╭─ Reading passage

That probably means nothing…?
There is a thing named Angular momentum, and it is a vector, that points upward from north pole. It also points upward (northward) from orbit, there is a right-hand rule, that if fingers point in orbit or spin direction, the thumb points in direction of the angular momentum vector. Sum of all orbital angular momentum vectors is a normal to the so called “invariant plane” (invariable plane?), The Plane of Solar System. If the planet orbits get more inclined to this plane, they gain more individual angular momentum, since their vector sum is smaller than if they are all well aligned. There is 850-year cycle, when Jupiter and Saturn are more or less aligned with each other and therefore they or something else in the system have less or more individual angular momentums… So this Angular Momentum Vector is what counts, what is important…
IF the Sun goes arround the barycenter from left side and not as usual from the right side, it’s angular momentum is of opposite direction to the whole rest of Solar system and to it’s own spin, and planets gain angular momentum to balance that loss…
But this is very rare. (the “Retrograde Sun” )
Also as the Sun gains or loses orbital angular momentum, it is transfered from or onto planets, since the sum must be balanced – so there is a conjecture, that this loss or gain of orbital angular momentum of Sun can be transfered to it’s spin angular momentum…? No, it cannot, unless there is some lever arm, some irregularity. Gravitationally, Sun is very perfect sphere, with nothing to use as lever arm. Tidal bulges are probably negligent. It could work magnetically?
Also Torque is a vector quantity and this late in night I’m lazy to recall, in which direction that vector points, probably also poleward with a force acting in/against orbit direction…
So it should be quite irrelevant, if half of Sun sphere travels opposite to orbital direction, same as in case of Earth: in morning you run straight head up, during all day you run opposite to orbital direction, at evening you run on orbit straight down below feet, and at night you spin with Earth in orbital direction. Do you feel it, or do very sensitive instruments feel it ? No. (And it does not matter, how much you jump or shake or convect…)
But in case of Sun, the velocity vector on surface due to spin may be larger than the velocity vector due to orbit ? In case of Earth surface, our velocity due to spin is at most 400m/s while orbital velocity is arround 30km/s …
At this moment, Sun orbits only 12m/s, and point on equator moves 1860m/s due to spin…
After all, the part of the Sun, that travels in opposite direction to orbit, is balanced by the other part, that moves faster than center of Sun in direction of orbit. (Is it really exactly balanced?)
————-
> sunspotlover says June 18, 2017 at 6:55 pm
> Can anyone check if the barycenter or the sum of the masses from the planets is up or above the equator every 11 years
Everything bary-center related is either 11.86-year Jupiter, which sometimes matches Sunspot cycle, but gets out of sync during centuries,
but more usually it is 19.86-year cycle of Jupiter/Saturn, which again is sometimes synchronized with Sunspot Halle cycle but too often it looses sync…
There has been shown, that Jupiter perihelium (stronger tides) influences (brakes) by tides poleward speed of flux transfer, which is most important from sunspot maximum to geomagnetic maximum later in the cycle, when the poles switch, and strength of tide at this time is directly related to next-cycle magnitude… (I do not have a link at this moment…)

╰─
╭─ Listed entries

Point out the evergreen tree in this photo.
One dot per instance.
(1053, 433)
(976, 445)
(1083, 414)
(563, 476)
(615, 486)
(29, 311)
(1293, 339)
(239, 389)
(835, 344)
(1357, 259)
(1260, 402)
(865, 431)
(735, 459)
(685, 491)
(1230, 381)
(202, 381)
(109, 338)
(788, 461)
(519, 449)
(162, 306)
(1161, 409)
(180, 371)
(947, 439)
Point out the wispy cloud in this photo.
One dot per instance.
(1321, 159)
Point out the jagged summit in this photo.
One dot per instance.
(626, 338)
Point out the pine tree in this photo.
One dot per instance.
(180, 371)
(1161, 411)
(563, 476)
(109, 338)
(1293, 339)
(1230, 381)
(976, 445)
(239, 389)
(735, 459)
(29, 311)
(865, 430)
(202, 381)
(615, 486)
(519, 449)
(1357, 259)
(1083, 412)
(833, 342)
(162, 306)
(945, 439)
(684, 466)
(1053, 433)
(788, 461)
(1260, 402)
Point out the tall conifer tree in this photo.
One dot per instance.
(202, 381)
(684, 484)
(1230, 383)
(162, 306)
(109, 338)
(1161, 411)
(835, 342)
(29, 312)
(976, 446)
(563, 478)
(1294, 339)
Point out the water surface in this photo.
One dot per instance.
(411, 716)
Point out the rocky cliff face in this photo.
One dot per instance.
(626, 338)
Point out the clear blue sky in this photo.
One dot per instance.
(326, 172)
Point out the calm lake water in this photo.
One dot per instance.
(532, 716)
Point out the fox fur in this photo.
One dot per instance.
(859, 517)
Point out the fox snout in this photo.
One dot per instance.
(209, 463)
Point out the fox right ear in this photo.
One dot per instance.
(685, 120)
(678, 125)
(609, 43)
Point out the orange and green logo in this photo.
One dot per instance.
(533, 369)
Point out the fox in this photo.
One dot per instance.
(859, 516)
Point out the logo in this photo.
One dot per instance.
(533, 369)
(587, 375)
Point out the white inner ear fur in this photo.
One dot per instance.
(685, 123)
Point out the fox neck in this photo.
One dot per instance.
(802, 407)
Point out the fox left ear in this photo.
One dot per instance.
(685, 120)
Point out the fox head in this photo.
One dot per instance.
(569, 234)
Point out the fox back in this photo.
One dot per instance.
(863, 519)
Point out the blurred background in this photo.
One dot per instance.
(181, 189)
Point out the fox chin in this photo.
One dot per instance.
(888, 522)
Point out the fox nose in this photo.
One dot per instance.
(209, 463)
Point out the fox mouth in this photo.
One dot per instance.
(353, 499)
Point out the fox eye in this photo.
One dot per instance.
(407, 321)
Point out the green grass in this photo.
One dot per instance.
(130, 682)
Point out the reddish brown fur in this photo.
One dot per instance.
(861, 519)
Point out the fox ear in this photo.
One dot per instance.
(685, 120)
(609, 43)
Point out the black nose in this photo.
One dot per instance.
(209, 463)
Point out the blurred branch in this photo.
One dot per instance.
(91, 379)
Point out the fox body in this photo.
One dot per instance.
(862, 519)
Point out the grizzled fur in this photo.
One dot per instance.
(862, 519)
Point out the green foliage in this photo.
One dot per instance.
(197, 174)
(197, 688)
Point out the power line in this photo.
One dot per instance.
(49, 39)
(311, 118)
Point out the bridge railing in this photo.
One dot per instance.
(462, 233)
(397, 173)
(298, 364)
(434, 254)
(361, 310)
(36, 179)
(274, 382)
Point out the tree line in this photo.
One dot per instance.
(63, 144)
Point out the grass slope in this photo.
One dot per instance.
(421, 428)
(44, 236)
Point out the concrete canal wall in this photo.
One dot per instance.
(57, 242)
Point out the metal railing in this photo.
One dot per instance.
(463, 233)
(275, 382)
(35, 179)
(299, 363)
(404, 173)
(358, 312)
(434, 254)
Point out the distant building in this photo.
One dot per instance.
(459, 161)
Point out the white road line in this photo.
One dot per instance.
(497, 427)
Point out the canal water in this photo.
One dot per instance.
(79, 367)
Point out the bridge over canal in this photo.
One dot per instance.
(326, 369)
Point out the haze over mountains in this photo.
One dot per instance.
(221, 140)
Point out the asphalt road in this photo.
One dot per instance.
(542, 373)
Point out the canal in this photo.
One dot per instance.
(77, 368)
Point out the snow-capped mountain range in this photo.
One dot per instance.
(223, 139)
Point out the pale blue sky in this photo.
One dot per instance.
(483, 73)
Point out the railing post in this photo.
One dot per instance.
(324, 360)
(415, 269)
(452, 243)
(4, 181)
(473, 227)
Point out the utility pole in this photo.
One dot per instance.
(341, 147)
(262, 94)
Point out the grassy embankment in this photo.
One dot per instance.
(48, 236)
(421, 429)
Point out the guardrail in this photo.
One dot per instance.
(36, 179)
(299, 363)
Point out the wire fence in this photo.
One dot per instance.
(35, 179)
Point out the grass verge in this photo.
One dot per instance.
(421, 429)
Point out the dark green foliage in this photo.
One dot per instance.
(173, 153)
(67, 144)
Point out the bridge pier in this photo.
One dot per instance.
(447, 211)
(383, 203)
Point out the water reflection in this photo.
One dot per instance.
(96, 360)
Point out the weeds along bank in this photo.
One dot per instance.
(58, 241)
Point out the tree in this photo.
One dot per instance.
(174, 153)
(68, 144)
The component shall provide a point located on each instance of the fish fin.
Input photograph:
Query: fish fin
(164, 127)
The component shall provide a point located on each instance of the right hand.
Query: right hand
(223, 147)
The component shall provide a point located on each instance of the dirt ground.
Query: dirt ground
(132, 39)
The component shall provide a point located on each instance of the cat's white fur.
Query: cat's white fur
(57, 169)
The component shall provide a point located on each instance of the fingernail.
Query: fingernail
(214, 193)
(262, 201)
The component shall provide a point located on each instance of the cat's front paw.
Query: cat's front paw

╰─

Task requirements:
(a) Copy word for word the part of the forum post on solar angular momentum that begins with the words containing "Also Torque is" and ends with "shake or convect…)".
(b) What numerical speeds does the forum post on solar angular momentum give, and what does each describe?

Solved problems:
(a)
Also Torque is a vector quantity and this late in night I’m lazy to recall, in which direction that vector points, probably also poleward with a force acting in/against orbit direction…
So it should be quite irrelevant, if half of Sun sphere travels opposite to orbital direction, same as in case of Earth: in morning you run straight head up, during all day you run opposite to orbital direction, at evening you run on orbit straight down below feet, and at night you spin with Earth in orbital direction. Do you feel it, or do very sensitive instruments feel it ? No. (And it does not matter, how much you jump or shake or convect…)

(b)
- At most 400 m/s: Earth's surface velocity due to spin
- Around 30 km/s: Earth's orbital velocity
- 12 m/s: the Sun's current orbital speed
- 1860 m/s: the speed of a point on the Sun's equator due to spin